>> Begin DOCUMENT PASSAGE

The rebel commander's comments underscored growing tensions between opposition forces and the US administration, which has been criticized by rebel fighters and their Arab allies for failing to do more to support the more moderate elements of the opposition.

President Barack Obama's decision to put off any punitive missile strikes against Syria over its alleged use of sarin gas, pending the outcome of a Russian proposal to impose international control over Assad's banned chemical weapons, has also fueled frustration among the opposition, analysts said.

The rebels and their advocates have long demanded Washington deliver anti-tank and anti-aircraft shoulder-launched weapons, which they say could turn the tide in the two-year-old civil war.

"If only light weapons are delivered, then it will only help the rebels in a light way," said Christopher Hammer, a senior naval analyst at the Institute for the Study of War, a Washington think tank.

"Without delivering heavier, consequential weapons, the balance of power essentially remains unchanged."

While the White House maintains a majority of the opposition are "moderates," officials have worried that heavy weapons could fall into the hands of extremists with links to Al-Qaeda.

Saudi Arabia and Qatar reportedly already have begun supplying the rebels with some heavier weapons, and US officials privately have not ruled out delivering more effective weapons in the future.

The initial US arms shipments could serve as a "test," to see if the weapons end up with the rebels Washington favors and that supply routes are sufficiently secure, according to Lister.

In another apparent bid by Washington to ratchet up pressure on the Syrian regime and its Iranian and Russian backers, US officials have held out the possibility of expanding support to the rebels by shifting the effort to the Pentagon from the CIA.

>> End DOCUMENT PASSAGE
>> Begin INFORMATION SUPPLIED

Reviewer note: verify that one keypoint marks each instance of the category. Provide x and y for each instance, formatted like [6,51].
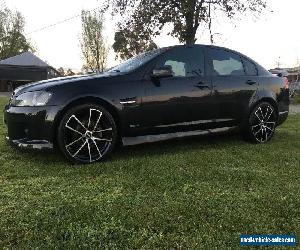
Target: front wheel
[87,133]
[262,123]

>> End INFORMATION SUPPLIED

TASK OBJECTIVE — Name every person the passage about US support for Syria's rebels identifies by name. Use only the passage about US support for Syria's rebels.

RESULT FOR THIS TASK — Barack Obama, Assad, Christopher Hammer, Lister